Pick out and copy each line in the listing below that contains the word "grass".
— START Exercise materials —
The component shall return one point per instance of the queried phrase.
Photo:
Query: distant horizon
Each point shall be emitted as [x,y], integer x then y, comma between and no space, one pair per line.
— END Exercise materials —
— START Exercise materials —
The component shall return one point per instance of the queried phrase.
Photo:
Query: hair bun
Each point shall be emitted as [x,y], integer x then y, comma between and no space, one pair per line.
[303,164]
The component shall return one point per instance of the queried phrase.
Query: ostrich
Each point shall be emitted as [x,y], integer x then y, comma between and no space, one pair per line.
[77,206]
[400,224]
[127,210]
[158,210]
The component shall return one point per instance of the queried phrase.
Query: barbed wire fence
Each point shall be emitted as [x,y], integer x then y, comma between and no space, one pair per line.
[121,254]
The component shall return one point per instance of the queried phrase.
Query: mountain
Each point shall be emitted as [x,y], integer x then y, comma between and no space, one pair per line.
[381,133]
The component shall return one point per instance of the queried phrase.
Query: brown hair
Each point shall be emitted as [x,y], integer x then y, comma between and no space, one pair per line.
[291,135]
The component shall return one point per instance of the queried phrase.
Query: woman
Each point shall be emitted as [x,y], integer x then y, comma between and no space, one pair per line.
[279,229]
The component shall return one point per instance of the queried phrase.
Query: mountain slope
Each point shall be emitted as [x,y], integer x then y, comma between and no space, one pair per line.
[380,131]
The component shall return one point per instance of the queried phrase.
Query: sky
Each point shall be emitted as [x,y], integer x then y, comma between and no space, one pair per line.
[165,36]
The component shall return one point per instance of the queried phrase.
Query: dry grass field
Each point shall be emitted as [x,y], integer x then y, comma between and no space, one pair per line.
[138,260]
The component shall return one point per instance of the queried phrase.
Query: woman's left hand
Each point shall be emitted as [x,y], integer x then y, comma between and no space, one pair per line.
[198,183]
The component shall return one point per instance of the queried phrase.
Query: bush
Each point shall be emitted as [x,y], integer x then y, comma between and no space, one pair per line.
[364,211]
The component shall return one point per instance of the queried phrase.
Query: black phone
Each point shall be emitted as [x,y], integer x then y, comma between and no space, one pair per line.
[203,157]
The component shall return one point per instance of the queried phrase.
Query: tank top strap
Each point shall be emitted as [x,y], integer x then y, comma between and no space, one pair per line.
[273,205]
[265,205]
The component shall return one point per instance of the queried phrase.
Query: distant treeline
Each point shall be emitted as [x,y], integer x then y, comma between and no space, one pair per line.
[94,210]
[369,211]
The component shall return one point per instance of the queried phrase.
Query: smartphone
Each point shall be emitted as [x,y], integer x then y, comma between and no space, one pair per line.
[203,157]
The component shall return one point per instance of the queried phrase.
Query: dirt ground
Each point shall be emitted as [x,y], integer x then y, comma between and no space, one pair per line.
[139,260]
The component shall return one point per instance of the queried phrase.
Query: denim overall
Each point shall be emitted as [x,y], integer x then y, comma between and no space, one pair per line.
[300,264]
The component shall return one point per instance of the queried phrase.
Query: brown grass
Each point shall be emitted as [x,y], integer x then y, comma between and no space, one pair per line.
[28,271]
— END Exercise materials —
Reply to the task:
Query: dry grass field
Query: brown grass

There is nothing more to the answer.